**Задание**
Согласуются ли с отрывком о постановке «Кориолана» следующие утверждения? Ответьте на каждое «да» или «нет» и дословно приведите решающие слова текста.
1. Режиссёр Джози Рурк даёт однозначную трактовку Кориолана.
2. Брехт сделал Кориолана плакатно отрицательным персонажем.
3. Лавровый венок на челе Кориолана напоминает терновый венец.

**Отрывок**
========================================

Победитель, которого встречают фашистским скандированием; опасный – особенно по нынешним, озабоченным «новой этикой» временам – герой.

Если, конечно, не превращать Кориолана – как поступил когда-то Брехт – в плакатно отрицательного персонажа, нео-фюрера с манией величия, закончившего, как и полагается диктатору, под ударами мечей заговорщиков. Но режиссёр Джози Рурк (в год премьеры – новый худрук Donmar Warehouse) далека от однозначных трактовок. И позволяет рискованные ассоциативные образы – лавровый венок на окровавленном челе Кориолана походит на терновый венец, а в уже упомянутом эпизоде, где воин вынужден испрашивать у народа избирательные голоса, белая туника придаёт Кориолану картинное сходство с восходящим на Голгофу Христом.

========================================

**Фрагмент материала**
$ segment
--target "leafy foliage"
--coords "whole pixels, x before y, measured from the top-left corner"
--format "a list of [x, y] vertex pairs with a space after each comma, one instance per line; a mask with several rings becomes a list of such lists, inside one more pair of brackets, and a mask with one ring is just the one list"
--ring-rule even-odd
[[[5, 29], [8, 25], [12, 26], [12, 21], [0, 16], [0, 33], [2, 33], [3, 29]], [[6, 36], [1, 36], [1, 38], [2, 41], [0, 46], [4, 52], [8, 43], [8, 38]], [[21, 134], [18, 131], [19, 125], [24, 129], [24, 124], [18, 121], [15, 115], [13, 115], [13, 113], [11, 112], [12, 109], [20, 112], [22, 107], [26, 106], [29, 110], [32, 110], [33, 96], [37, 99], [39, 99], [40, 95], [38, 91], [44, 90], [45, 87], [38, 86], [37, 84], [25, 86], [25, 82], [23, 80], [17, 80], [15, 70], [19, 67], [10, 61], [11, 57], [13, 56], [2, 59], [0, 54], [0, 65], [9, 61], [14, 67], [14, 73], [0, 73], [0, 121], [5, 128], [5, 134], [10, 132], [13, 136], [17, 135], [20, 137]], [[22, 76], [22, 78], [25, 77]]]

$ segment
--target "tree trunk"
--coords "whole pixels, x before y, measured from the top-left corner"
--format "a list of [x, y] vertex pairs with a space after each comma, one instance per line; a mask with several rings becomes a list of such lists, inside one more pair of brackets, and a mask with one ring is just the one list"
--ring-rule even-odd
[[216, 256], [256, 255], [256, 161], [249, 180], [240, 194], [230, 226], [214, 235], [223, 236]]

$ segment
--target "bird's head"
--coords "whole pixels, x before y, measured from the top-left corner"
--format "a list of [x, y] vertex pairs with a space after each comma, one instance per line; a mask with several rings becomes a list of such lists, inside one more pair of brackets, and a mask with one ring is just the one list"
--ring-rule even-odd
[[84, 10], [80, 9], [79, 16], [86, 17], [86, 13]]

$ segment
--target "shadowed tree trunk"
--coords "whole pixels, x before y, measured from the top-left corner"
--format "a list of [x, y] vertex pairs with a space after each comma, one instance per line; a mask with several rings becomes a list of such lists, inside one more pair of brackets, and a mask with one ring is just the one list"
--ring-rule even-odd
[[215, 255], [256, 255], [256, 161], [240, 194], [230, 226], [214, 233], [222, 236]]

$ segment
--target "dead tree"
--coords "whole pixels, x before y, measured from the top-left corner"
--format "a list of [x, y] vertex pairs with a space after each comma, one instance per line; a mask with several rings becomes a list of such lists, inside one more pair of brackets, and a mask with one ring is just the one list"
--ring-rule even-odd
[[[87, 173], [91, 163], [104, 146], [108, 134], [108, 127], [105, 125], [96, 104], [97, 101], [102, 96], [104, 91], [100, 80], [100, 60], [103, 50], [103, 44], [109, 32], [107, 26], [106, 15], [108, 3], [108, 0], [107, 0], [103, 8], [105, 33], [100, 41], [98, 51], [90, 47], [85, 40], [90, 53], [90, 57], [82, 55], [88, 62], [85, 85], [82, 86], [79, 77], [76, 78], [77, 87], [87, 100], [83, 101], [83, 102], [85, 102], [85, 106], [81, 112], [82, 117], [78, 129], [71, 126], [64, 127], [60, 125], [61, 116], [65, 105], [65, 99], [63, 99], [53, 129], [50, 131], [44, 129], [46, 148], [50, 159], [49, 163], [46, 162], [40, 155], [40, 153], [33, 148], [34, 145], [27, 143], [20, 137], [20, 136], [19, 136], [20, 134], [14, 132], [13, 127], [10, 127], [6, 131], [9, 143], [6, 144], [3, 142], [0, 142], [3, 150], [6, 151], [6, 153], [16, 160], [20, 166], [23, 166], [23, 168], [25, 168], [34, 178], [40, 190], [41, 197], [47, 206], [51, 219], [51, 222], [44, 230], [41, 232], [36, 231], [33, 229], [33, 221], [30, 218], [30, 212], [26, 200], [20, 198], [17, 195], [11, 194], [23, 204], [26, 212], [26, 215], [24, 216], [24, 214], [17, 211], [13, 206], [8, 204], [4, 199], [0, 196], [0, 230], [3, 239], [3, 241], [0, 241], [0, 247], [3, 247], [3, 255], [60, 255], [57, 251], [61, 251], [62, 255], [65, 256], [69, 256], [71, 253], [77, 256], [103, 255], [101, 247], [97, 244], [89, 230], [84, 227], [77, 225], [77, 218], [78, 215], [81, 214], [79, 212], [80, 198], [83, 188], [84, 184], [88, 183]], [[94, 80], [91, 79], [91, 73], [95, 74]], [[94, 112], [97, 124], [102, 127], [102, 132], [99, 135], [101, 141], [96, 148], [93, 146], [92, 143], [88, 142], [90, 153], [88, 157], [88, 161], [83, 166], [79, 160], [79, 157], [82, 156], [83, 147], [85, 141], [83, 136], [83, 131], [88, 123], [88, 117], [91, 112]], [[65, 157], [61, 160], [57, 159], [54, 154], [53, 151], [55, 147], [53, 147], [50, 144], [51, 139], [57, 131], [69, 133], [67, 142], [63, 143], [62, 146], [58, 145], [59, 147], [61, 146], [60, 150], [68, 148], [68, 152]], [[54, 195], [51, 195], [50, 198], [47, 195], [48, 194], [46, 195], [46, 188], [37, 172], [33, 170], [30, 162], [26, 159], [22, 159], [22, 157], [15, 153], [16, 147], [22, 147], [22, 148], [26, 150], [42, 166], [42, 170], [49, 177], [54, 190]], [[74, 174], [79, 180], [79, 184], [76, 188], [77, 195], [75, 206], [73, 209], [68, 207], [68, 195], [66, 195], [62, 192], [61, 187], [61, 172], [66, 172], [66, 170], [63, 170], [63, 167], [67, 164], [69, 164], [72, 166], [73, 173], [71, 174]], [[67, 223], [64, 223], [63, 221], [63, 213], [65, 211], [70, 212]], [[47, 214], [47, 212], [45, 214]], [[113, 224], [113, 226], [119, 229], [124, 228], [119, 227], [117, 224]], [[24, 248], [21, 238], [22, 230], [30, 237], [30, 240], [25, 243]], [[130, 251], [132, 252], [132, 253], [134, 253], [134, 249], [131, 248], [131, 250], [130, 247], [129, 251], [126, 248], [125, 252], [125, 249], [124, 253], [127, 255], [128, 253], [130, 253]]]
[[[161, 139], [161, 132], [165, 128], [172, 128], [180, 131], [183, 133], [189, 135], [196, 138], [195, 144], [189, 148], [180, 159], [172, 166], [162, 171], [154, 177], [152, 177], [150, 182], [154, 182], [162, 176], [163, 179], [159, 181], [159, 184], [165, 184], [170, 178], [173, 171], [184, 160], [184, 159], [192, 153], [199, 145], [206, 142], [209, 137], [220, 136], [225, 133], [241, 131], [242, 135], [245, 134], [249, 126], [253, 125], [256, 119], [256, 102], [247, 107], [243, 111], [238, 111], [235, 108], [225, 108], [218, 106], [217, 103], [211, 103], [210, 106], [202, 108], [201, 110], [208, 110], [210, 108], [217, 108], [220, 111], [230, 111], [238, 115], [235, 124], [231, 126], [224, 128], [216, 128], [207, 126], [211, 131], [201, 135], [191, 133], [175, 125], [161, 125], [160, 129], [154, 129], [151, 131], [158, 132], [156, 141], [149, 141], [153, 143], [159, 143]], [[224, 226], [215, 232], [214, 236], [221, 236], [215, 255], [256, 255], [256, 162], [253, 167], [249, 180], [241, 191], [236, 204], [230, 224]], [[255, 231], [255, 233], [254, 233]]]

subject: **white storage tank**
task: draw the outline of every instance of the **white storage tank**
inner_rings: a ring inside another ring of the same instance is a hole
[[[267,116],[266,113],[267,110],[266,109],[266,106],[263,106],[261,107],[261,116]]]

========================================

**Ответ**
1. Нет: «далека от однозначных трактовок».
2. Да: «не превращать Кориолана – как поступил когда-то Брехт – в плакатно отрицательного персонажа».
3. Да: «лавровый венок на окровавленном челе Кориолана походит на терновый венец».